## [Отрывок текста]
===

Том 14. Дневник писателя 1877, 1880, 1881 - Федор Михайлович Достоевский
Все эти соображения само собою представлялись мною в июньской прошлогодней статье отнюдь не как подлежащие немедленному исполнению, а лишь как долженствующие несомненно исполниться, когда придет к тому историческое время и восполнятся сроки, близость и отдаленность которых хотя невозможно предсказать, но всё же можно предчувствовать. С тех пор прошло девять месяцев. Про эти девять месяцев вспоминать, я думаю, нечего: всем нам известно это восторженное время, вначале полное надежд, а потом странное и тревожное и которое до сих пор еще не заключилось ничем, так что один Бог знает (я думаю, так лишь можно выразиться) — чем оно разрешится: обнажим ли мы меч, или дело еще раз оттянется каким-нибудь компромиссом в долгий ящик. Но что бы ни случилось, мне как раз почему-то именно теперь захотелось высказать несколько дополнительных и пояснительных слов к моим июньским мечтам о судьбе Царьграда. Что бы там теперь ни случилось — мир ли, вновь ли уступки со стороны России, но рано ли, поздно ли, а Царьград будет наш, — вот что хочется мне именно теперь опять подтвердить, но уже с некоторой новой точки зрения.

===

## [Строки перечня]
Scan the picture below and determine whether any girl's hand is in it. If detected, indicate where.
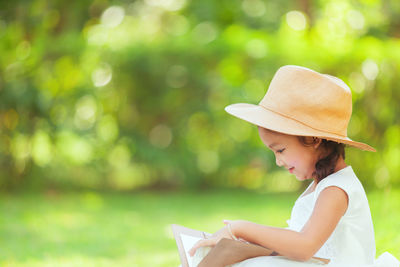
[189,220,238,257]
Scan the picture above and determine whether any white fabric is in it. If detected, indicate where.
[182,166,399,267]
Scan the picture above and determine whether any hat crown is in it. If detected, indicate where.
[259,65,352,137]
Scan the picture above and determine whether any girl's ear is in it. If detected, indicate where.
[313,137,322,149]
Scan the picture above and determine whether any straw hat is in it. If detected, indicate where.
[225,65,376,152]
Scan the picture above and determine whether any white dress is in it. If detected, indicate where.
[190,166,399,267]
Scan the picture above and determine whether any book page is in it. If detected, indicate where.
[180,234,202,267]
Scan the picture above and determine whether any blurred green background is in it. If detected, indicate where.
[0,0,400,266]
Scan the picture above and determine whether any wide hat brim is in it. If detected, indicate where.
[225,103,376,152]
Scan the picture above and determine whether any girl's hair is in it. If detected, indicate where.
[298,136,345,182]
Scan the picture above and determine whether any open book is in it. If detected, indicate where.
[171,224,211,267]
[172,224,329,267]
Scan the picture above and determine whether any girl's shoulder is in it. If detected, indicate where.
[315,165,365,203]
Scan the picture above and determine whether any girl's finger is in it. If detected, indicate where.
[189,239,215,257]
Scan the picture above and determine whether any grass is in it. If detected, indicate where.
[0,190,400,267]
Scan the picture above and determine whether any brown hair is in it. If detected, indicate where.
[298,136,345,182]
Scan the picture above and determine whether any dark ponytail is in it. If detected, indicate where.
[298,136,345,182]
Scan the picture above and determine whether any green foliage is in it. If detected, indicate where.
[0,190,400,267]
[0,0,400,191]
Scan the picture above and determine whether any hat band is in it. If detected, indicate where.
[259,104,347,138]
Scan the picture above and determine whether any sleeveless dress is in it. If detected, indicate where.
[189,166,399,267]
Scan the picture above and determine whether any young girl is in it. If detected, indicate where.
[189,65,399,267]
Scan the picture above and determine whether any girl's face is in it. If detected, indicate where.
[258,127,321,181]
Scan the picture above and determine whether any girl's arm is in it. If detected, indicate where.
[231,186,348,261]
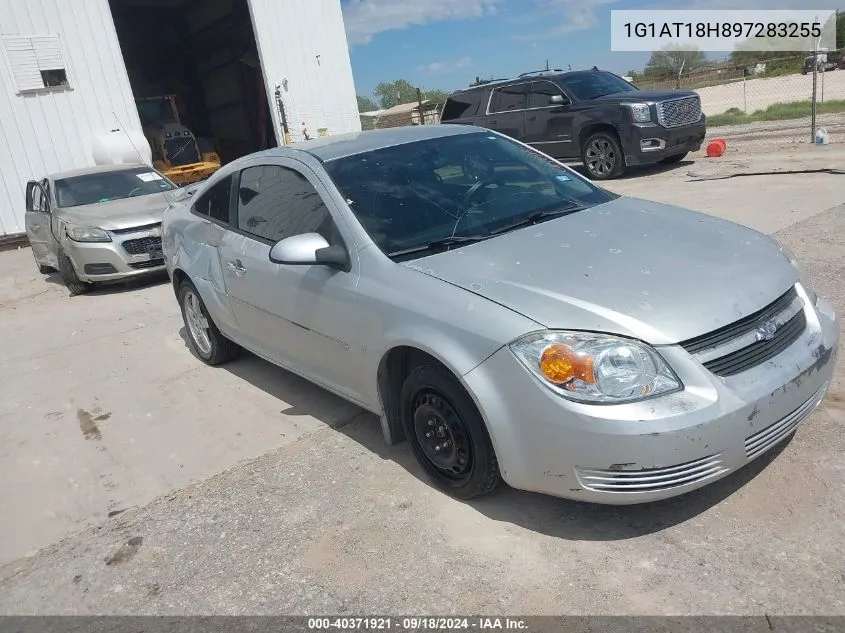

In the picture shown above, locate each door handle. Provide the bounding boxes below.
[226,259,246,276]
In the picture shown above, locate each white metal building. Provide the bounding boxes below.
[0,0,361,237]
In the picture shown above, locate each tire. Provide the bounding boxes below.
[56,251,93,297]
[581,131,625,180]
[660,152,689,165]
[400,363,501,499]
[179,280,241,366]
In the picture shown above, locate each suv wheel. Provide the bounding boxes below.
[581,132,625,180]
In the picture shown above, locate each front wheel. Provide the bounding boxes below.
[179,281,240,365]
[660,152,689,165]
[581,132,625,180]
[401,364,501,499]
[56,251,92,296]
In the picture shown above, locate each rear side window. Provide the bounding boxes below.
[528,81,569,108]
[440,90,487,121]
[490,84,529,114]
[194,176,232,224]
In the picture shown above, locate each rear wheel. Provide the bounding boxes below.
[56,251,92,296]
[179,280,240,365]
[401,363,501,499]
[581,131,625,180]
[660,152,689,165]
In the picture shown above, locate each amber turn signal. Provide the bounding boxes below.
[540,343,596,385]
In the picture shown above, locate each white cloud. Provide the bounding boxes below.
[419,57,472,75]
[343,0,502,44]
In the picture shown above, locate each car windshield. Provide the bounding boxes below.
[561,70,637,101]
[54,167,174,207]
[326,132,618,260]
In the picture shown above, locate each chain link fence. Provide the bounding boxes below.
[633,50,845,142]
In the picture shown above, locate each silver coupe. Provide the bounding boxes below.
[163,125,839,504]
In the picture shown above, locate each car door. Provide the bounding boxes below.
[484,83,531,141]
[224,158,366,403]
[525,80,578,158]
[24,180,58,268]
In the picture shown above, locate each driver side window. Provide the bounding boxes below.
[238,165,340,244]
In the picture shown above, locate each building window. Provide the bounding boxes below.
[3,35,70,93]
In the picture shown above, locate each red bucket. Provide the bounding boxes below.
[707,138,728,158]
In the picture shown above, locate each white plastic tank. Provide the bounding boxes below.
[91,129,153,165]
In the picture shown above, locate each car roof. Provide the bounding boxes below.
[47,163,152,180]
[244,125,484,162]
[449,68,616,97]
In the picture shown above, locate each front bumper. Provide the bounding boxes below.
[621,115,707,166]
[464,290,839,505]
[62,224,164,282]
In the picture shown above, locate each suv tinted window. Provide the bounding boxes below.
[561,70,636,101]
[528,81,569,108]
[194,176,232,224]
[238,165,336,243]
[440,90,487,121]
[490,84,529,114]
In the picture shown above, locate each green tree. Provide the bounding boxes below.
[358,95,378,112]
[373,79,417,108]
[644,44,707,77]
[423,90,449,103]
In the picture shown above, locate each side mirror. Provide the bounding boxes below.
[270,233,350,272]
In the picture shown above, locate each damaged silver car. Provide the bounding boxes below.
[25,165,179,295]
[163,126,838,504]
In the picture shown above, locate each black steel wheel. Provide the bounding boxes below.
[402,363,501,499]
[58,251,93,296]
[581,132,625,180]
[179,279,241,366]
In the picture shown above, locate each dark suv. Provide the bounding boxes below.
[440,69,705,180]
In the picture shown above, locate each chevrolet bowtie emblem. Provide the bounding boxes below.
[754,321,778,341]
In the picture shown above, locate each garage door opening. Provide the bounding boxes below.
[109,0,278,184]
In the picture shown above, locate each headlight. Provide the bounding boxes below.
[66,226,111,242]
[778,244,817,305]
[509,331,683,404]
[625,103,651,123]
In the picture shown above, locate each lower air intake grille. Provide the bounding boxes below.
[575,454,727,492]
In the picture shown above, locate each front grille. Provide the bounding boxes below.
[575,454,728,492]
[109,222,161,235]
[681,286,807,377]
[704,310,807,377]
[123,237,161,255]
[129,259,164,270]
[657,96,701,127]
[745,383,828,459]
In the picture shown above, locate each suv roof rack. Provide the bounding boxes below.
[518,68,563,77]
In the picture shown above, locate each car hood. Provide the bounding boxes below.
[56,192,175,231]
[594,90,698,102]
[404,198,798,344]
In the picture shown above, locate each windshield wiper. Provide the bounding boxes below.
[488,205,586,235]
[387,235,489,257]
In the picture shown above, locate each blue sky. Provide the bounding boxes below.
[341,0,845,96]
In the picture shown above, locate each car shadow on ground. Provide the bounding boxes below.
[196,344,792,541]
[568,159,695,181]
[44,271,168,297]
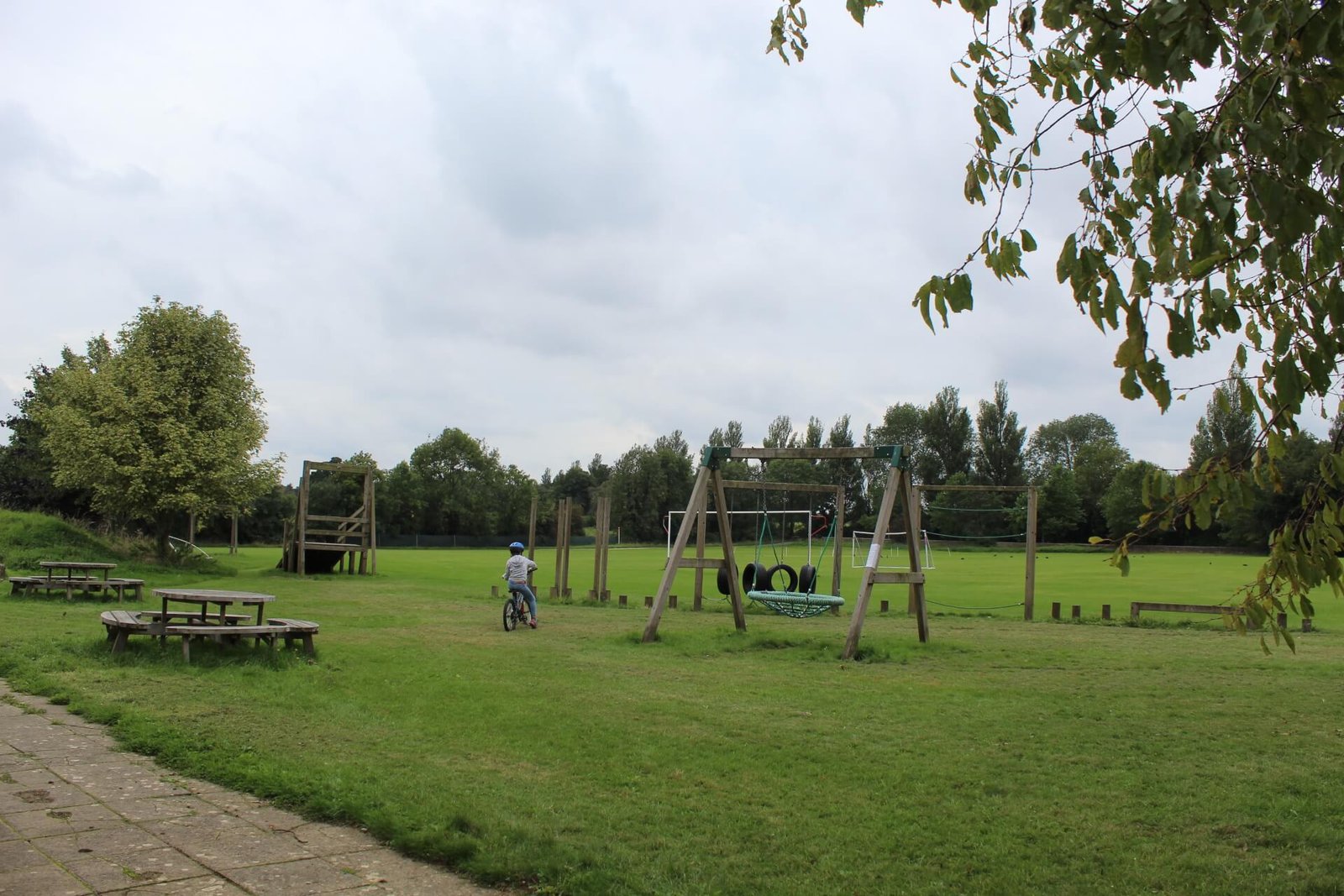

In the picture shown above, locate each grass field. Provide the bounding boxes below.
[0,537,1344,893]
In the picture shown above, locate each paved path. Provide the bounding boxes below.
[0,679,499,896]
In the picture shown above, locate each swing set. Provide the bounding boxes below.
[643,445,929,659]
[719,481,844,619]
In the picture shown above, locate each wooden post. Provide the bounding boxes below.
[831,485,845,601]
[360,470,378,575]
[695,493,710,603]
[294,461,312,575]
[701,469,748,631]
[555,498,571,598]
[1021,486,1039,622]
[527,495,539,594]
[906,485,923,616]
[593,495,612,599]
[643,464,710,643]
[840,458,929,659]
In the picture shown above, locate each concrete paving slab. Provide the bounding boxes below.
[0,679,500,896]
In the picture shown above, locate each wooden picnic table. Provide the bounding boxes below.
[155,589,276,626]
[31,560,117,599]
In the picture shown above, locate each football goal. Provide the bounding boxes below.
[849,529,938,569]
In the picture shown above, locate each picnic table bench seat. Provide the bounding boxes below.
[270,618,318,656]
[9,575,47,594]
[9,575,138,602]
[89,579,145,603]
[137,610,253,625]
[102,610,152,652]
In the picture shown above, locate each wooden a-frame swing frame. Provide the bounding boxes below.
[643,445,929,659]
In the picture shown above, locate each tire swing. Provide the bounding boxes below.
[742,502,844,619]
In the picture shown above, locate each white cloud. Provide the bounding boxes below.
[0,0,1273,486]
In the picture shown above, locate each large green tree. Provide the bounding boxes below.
[34,297,280,555]
[768,0,1344,631]
[916,385,976,485]
[1026,414,1131,540]
[972,380,1026,485]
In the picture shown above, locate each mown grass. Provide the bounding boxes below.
[0,521,1344,893]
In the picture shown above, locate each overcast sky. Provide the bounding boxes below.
[0,0,1279,481]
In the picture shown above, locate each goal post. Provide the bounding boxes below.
[849,529,938,569]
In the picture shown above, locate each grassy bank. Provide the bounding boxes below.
[0,529,1344,893]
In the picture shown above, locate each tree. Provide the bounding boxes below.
[609,430,695,542]
[34,296,280,556]
[1026,414,1120,478]
[1026,414,1137,538]
[1037,464,1090,542]
[824,414,867,527]
[974,380,1026,485]
[916,385,974,485]
[768,0,1344,637]
[855,401,927,528]
[1189,364,1255,470]
[410,427,516,536]
[0,365,92,517]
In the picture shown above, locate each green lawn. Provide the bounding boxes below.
[0,540,1344,893]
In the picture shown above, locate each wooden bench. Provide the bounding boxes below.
[102,610,318,663]
[270,619,318,656]
[1129,600,1243,622]
[102,610,152,652]
[163,625,285,663]
[9,575,102,600]
[137,610,255,625]
[9,575,47,594]
[92,579,145,603]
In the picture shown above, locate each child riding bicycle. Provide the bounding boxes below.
[500,542,536,629]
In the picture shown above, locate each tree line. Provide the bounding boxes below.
[0,300,1328,552]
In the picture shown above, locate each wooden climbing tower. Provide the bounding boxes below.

===

## [Что нужно сделать]
**A)** Сколько месяцев прошло после июньской статьи, согласно отрывку?
**B)** Перепишите строки перечня вместе с запросами, начиная со строки, где есть «In the picture shown above, locate each damaged», и заканчивая строкой, где есть «[745,383,828,459]», включая обе. Каждое число в координатах рамок умножьте на 1,1 и округлите до целого, половины вверх, а выведите только эти строки.

## [Ответы по заданиям]
**A)** Девять месяцев.

**B)**
In the picture shown above, locate each damaged silver car. Provide the bounding boxes below.
[28,182,197,325]
[179,139,922,554]
In the picture shown above, locate each black steel wheel. Provide the bounding boxes below.
[442,399,551,549]
[64,276,102,326]
[639,145,688,198]
[197,307,265,403]
In the picture shown above, locate each dark suv. Provide the bounding boxes below.
[484,76,776,198]
In the picture shown above, locate each chevrolet bowtie emblem. Provide the bounding boxes below.
[829,353,856,375]
In the picture shown above, locate each garage door opening. Provide the bounding boxes below.
[120,0,306,202]
In the picture shown above, locate each headlight. Provide the bounding boxes below.
[73,249,122,266]
[856,268,899,336]
[560,364,751,444]
[688,113,716,135]
In the picture shown above, locate each lower air intake grille. Provide the bounding boxes below.
[633,499,800,541]
In the picture shown above, locate each front grille. Provide the bounding boxes below.
[633,499,801,541]
[120,244,177,259]
[749,315,888,415]
[774,341,888,415]
[135,261,177,281]
[142,285,180,297]
[723,106,771,140]
[820,421,911,505]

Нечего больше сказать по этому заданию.